--- Data shown ---
>>>

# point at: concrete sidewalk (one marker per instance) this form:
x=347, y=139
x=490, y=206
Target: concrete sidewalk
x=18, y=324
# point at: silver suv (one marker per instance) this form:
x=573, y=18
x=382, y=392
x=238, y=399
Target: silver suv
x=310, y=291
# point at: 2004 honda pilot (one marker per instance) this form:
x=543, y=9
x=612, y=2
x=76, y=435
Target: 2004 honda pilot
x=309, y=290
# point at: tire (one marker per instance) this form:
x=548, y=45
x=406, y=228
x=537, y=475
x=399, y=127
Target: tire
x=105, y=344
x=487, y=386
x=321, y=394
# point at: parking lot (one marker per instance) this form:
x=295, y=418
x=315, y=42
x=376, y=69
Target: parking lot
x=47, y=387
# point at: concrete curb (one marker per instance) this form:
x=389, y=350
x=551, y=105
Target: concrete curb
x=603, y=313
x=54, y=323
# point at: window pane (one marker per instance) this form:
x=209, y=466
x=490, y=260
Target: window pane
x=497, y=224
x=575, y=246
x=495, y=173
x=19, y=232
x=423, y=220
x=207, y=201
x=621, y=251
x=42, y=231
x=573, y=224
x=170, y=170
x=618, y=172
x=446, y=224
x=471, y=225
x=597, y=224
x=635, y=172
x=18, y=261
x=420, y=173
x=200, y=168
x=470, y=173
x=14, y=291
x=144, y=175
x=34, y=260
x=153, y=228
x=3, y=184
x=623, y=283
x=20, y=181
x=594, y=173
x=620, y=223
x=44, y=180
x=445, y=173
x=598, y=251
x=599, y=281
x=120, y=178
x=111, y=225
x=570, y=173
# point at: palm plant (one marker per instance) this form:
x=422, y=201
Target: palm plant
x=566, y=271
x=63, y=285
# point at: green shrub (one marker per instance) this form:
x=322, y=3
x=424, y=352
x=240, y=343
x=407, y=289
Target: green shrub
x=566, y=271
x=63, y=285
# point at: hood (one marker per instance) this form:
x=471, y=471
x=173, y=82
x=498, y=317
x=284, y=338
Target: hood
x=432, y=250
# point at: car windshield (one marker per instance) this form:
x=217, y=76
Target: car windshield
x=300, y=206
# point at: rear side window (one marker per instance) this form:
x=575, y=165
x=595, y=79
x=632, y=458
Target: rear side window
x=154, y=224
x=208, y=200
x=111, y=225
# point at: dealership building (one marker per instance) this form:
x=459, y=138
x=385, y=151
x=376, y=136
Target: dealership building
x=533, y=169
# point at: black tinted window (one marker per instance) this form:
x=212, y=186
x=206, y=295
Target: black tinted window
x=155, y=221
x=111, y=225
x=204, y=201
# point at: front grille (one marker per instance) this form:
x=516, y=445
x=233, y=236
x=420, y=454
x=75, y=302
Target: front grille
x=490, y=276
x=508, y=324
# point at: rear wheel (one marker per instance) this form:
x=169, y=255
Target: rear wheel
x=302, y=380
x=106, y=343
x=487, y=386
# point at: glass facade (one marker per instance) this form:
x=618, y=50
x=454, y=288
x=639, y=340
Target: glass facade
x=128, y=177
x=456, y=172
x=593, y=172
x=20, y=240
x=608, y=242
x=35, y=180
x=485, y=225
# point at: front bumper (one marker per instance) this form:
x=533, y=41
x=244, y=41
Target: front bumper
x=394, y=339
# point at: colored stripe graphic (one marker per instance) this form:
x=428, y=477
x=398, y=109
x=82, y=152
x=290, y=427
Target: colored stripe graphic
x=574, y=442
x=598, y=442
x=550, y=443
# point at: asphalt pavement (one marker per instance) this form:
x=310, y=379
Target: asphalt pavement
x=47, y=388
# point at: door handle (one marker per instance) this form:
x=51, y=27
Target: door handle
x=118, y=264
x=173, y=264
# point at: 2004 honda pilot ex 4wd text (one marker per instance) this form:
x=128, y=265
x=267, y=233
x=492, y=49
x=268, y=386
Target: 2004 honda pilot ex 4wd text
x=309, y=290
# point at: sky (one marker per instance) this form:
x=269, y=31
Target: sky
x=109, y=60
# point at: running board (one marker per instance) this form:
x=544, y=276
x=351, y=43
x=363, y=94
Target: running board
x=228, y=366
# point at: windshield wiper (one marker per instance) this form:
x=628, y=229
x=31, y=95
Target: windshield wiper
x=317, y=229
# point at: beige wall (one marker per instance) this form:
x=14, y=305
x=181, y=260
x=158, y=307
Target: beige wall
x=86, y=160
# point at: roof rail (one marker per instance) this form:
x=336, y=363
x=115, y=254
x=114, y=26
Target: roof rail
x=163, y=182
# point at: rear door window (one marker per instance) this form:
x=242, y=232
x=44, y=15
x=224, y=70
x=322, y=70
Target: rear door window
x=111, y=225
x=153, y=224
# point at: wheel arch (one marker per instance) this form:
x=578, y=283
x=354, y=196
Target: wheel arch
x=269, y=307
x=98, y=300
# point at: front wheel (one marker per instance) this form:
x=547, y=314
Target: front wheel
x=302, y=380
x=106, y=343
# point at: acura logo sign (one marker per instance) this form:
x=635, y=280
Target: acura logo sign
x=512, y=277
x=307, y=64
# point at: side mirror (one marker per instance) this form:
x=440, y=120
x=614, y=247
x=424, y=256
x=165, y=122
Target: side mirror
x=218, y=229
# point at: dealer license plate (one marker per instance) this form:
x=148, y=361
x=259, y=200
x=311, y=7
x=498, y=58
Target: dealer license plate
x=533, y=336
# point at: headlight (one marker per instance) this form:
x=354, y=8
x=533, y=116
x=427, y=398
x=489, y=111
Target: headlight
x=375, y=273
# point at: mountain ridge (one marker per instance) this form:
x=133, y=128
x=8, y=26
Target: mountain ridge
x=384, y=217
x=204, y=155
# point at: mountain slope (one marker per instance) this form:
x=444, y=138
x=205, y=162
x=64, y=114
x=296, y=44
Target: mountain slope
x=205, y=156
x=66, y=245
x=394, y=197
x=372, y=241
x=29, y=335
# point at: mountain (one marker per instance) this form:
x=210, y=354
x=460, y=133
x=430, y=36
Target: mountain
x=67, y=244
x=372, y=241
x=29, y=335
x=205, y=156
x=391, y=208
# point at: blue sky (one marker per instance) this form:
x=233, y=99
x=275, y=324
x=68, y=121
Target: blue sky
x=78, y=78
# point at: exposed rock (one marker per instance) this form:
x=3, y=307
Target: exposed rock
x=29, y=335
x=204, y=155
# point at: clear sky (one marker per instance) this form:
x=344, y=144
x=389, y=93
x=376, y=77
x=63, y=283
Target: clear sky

<<<

Convert the lines above into a Markdown table with two columns, Row and Text. Number every line in order and leave out the blank ones.

| Row | Text |
|---|---|
| 1 | # point at: concrete sidewalk (one marker per instance) this form: |
| 2 | x=347, y=139 |
| 3 | x=490, y=206 |
| 4 | Target: concrete sidewalk |
| 5 | x=18, y=324 |
| 6 | # point at: silver suv (one marker per instance) this form: |
| 7 | x=573, y=18 |
| 8 | x=382, y=392 |
| 9 | x=238, y=399 |
| 10 | Target: silver suv |
| 11 | x=310, y=291 |
| 12 | # point at: 2004 honda pilot (one marker per instance) this form: |
| 13 | x=543, y=9 |
| 14 | x=612, y=2 |
| 15 | x=76, y=435 |
| 16 | Target: 2004 honda pilot |
| 17 | x=309, y=290 |
| 18 | # point at: tire (one marker per instance) this form: |
| 19 | x=548, y=45 |
| 20 | x=406, y=228 |
| 21 | x=537, y=475 |
| 22 | x=399, y=127 |
| 23 | Target: tire |
| 24 | x=105, y=344 |
| 25 | x=487, y=386 |
| 26 | x=321, y=394 |
| 27 | # point at: parking lot (one marker per instance) this form: |
| 28 | x=295, y=418 |
| 29 | x=315, y=42 |
| 30 | x=376, y=69 |
| 31 | Target: parking lot |
| 32 | x=47, y=387 |
| 33 | # point at: concrete curb (one marker per instance) this form: |
| 34 | x=389, y=350 |
| 35 | x=551, y=105 |
| 36 | Target: concrete curb |
| 37 | x=603, y=313 |
| 38 | x=54, y=323 |
| 39 | # point at: window pane (one marker per instance) this form: |
| 40 | x=209, y=466 |
| 41 | x=490, y=260 |
| 42 | Target: window pane |
| 43 | x=497, y=224 |
| 44 | x=575, y=246 |
| 45 | x=495, y=173 |
| 46 | x=19, y=232 |
| 47 | x=423, y=220 |
| 48 | x=207, y=201 |
| 49 | x=621, y=251 |
| 50 | x=42, y=231 |
| 51 | x=573, y=224 |
| 52 | x=170, y=170 |
| 53 | x=618, y=172 |
| 54 | x=446, y=224 |
| 55 | x=471, y=225 |
| 56 | x=597, y=224 |
| 57 | x=635, y=172 |
| 58 | x=18, y=261 |
| 59 | x=420, y=173 |
| 60 | x=200, y=168 |
| 61 | x=470, y=173 |
| 62 | x=14, y=291 |
| 63 | x=144, y=175 |
| 64 | x=34, y=260 |
| 65 | x=153, y=228 |
| 66 | x=3, y=184 |
| 67 | x=623, y=283 |
| 68 | x=20, y=181 |
| 69 | x=594, y=173 |
| 70 | x=620, y=223 |
| 71 | x=44, y=180 |
| 72 | x=445, y=173 |
| 73 | x=598, y=251 |
| 74 | x=599, y=281 |
| 75 | x=120, y=178 |
| 76 | x=111, y=225 |
| 77 | x=570, y=173 |
| 78 | # point at: palm plant (one marker per instance) this form: |
| 79 | x=422, y=201 |
| 80 | Target: palm plant |
| 81 | x=566, y=271 |
| 82 | x=63, y=285 |
| 83 | # point at: green shrub (one marker per instance) this form: |
| 84 | x=322, y=3 |
| 85 | x=424, y=352 |
| 86 | x=240, y=343 |
| 87 | x=407, y=289 |
| 88 | Target: green shrub |
| 89 | x=566, y=271 |
| 90 | x=63, y=285 |
| 91 | # point at: hood (one marker per instance) this form: |
| 92 | x=471, y=471 |
| 93 | x=173, y=82 |
| 94 | x=498, y=317 |
| 95 | x=284, y=338 |
| 96 | Target: hood |
| 97 | x=432, y=250 |
| 98 | # point at: car windshield (one marker per instance) this form: |
| 99 | x=217, y=76 |
| 100 | Target: car windshield |
| 101 | x=300, y=206 |
| 102 | # point at: rear side window (one marker per instance) this form: |
| 103 | x=575, y=165 |
| 104 | x=595, y=79 |
| 105 | x=632, y=458 |
| 106 | Target: rear side window |
| 107 | x=154, y=224 |
| 108 | x=208, y=200 |
| 109 | x=111, y=225 |
| 110 | # point at: dealership building (one marker per instance) this form: |
| 111 | x=459, y=138 |
| 112 | x=385, y=151 |
| 113 | x=376, y=136 |
| 114 | Target: dealership building |
| 115 | x=533, y=169 |
| 116 | # point at: black tinted window (one marker per instance) this form: |
| 117 | x=212, y=186 |
| 118 | x=206, y=295 |
| 119 | Target: black tinted window |
| 120 | x=155, y=221 |
| 121 | x=111, y=225 |
| 122 | x=204, y=201 |
| 123 | # point at: front grille (one marker per instance) this form: |
| 124 | x=516, y=445 |
| 125 | x=233, y=236 |
| 126 | x=420, y=454 |
| 127 | x=75, y=302 |
| 128 | Target: front grille |
| 129 | x=490, y=276 |
| 130 | x=508, y=324 |
| 131 | # point at: rear wheel (one marker per instance) this form: |
| 132 | x=169, y=255 |
| 133 | Target: rear wheel |
| 134 | x=302, y=380 |
| 135 | x=106, y=343 |
| 136 | x=487, y=386 |
| 137 | # point at: glass facade (one marker per instance) this form: |
| 138 | x=618, y=50 |
| 139 | x=454, y=288 |
| 140 | x=639, y=340 |
| 141 | Target: glass facade |
| 142 | x=128, y=177 |
| 143 | x=456, y=172 |
| 144 | x=593, y=172 |
| 145 | x=20, y=240 |
| 146 | x=608, y=242 |
| 147 | x=35, y=180 |
| 148 | x=485, y=225 |
| 149 | # point at: front bumper (one marker per instance) this form: |
| 150 | x=533, y=41 |
| 151 | x=244, y=41 |
| 152 | Target: front bumper |
| 153 | x=394, y=339 |
| 154 | # point at: colored stripe graphic (one marker per instance) this form: |
| 155 | x=428, y=477 |
| 156 | x=398, y=109 |
| 157 | x=82, y=152 |
| 158 | x=290, y=427 |
| 159 | Target: colored stripe graphic |
| 160 | x=574, y=442 |
| 161 | x=598, y=442 |
| 162 | x=550, y=443 |
| 163 | # point at: asphalt pavement (one marker per instance) this form: |
| 164 | x=310, y=379 |
| 165 | Target: asphalt pavement |
| 166 | x=47, y=388 |
| 167 | # point at: door handle (one marker per instance) this form: |
| 168 | x=51, y=27 |
| 169 | Target: door handle |
| 170 | x=118, y=264 |
| 171 | x=173, y=264 |
| 172 | # point at: 2004 honda pilot ex 4wd text (one marker per instance) this form: |
| 173 | x=128, y=265 |
| 174 | x=267, y=233 |
| 175 | x=492, y=49 |
| 176 | x=268, y=386 |
| 177 | Target: 2004 honda pilot ex 4wd text |
| 178 | x=309, y=290 |
| 179 | # point at: sky (one marker per instance) this form: |
| 180 | x=269, y=31 |
| 181 | Target: sky |
| 182 | x=109, y=60 |
| 183 | # point at: running board (one marker per instance) this form: |
| 184 | x=544, y=276 |
| 185 | x=351, y=43 |
| 186 | x=363, y=94 |
| 187 | Target: running board |
| 188 | x=228, y=366 |
| 189 | # point at: windshield wiper (one marker per instance) this form: |
| 190 | x=628, y=229 |
| 191 | x=31, y=95 |
| 192 | Target: windshield wiper |
| 193 | x=317, y=229 |
| 194 | # point at: beige wall (one marker per instance) this form: |
| 195 | x=14, y=305 |
| 196 | x=181, y=260 |
| 197 | x=158, y=307 |
| 198 | Target: beige wall |
| 199 | x=86, y=160 |
| 200 | # point at: roof rail (one marker per instance) this form: |
| 201 | x=336, y=363 |
| 202 | x=115, y=254 |
| 203 | x=114, y=26 |
| 204 | Target: roof rail |
| 205 | x=163, y=182 |
| 206 | # point at: rear door window (one marker per instance) this form: |
| 207 | x=242, y=232 |
| 208 | x=44, y=15 |
| 209 | x=224, y=70 |
| 210 | x=322, y=70 |
| 211 | Target: rear door window |
| 212 | x=111, y=225 |
| 213 | x=153, y=224 |
| 214 | # point at: wheel arch (one marker per instance) this form: |
| 215 | x=578, y=283 |
| 216 | x=354, y=196 |
| 217 | Target: wheel arch |
| 218 | x=269, y=307 |
| 219 | x=98, y=300 |
| 220 | # point at: front wheel (one marker per instance) this form: |
| 221 | x=547, y=314 |
| 222 | Target: front wheel |
| 223 | x=302, y=380 |
| 224 | x=106, y=343 |
| 225 | # point at: acura logo sign (one marker per instance) this form: |
| 226 | x=635, y=280 |
| 227 | Target: acura logo sign |
| 228 | x=512, y=277 |
| 229 | x=307, y=64 |
| 230 | # point at: side mirror (one marker per instance) this form: |
| 231 | x=440, y=120 |
| 232 | x=614, y=247 |
| 233 | x=424, y=256 |
| 234 | x=165, y=122 |
| 235 | Target: side mirror |
| 236 | x=218, y=229 |
| 237 | # point at: dealer license plate (one marker per instance) this form: |
| 238 | x=148, y=361 |
| 239 | x=259, y=200 |
| 240 | x=311, y=7 |
| 241 | x=498, y=58 |
| 242 | Target: dealer license plate |
| 243 | x=533, y=336 |
| 244 | # point at: headlight (one marker per instance) this form: |
| 245 | x=354, y=8 |
| 246 | x=533, y=116 |
| 247 | x=427, y=398 |
| 248 | x=489, y=111 |
| 249 | Target: headlight |
| 250 | x=375, y=273 |
| 251 | # point at: mountain ridge (one marker per instance) this form: |
| 252 | x=133, y=128 |
| 253 | x=8, y=26 |
| 254 | Target: mountain ridge |
| 255 | x=384, y=217 |
| 256 | x=204, y=155 |
| 257 | # point at: mountain slope (one marker per instance) this form: |
| 258 | x=444, y=138 |
| 259 | x=205, y=162 |
| 260 | x=64, y=114 |
| 261 | x=296, y=44 |
| 262 | Target: mountain slope |
| 263 | x=205, y=156 |
| 264 | x=66, y=245 |
| 265 | x=394, y=197 |
| 266 | x=372, y=241 |
| 267 | x=29, y=335 |
| 268 | # point at: mountain (one marker per instance) this form: |
| 269 | x=210, y=354 |
| 270 | x=460, y=133 |
| 271 | x=430, y=36 |
| 272 | Target: mountain |
| 273 | x=67, y=244 |
| 274 | x=372, y=241 |
| 275 | x=29, y=335 |
| 276 | x=205, y=156 |
| 277 | x=391, y=208 |
| 278 | # point at: blue sky (one marker per instance) this form: |
| 279 | x=233, y=99 |
| 280 | x=275, y=324 |
| 281 | x=68, y=121 |
| 282 | Target: blue sky |
| 283 | x=78, y=78 |
| 284 | # point at: exposed rock (one marker per instance) this form: |
| 285 | x=3, y=307 |
| 286 | Target: exposed rock |
| 287 | x=29, y=335 |
| 288 | x=204, y=155 |
| 289 | # point at: clear sky (one marker per instance) this form: |
| 290 | x=344, y=144 |
| 291 | x=389, y=93 |
| 292 | x=376, y=77 |
| 293 | x=63, y=283 |
| 294 | Target: clear sky |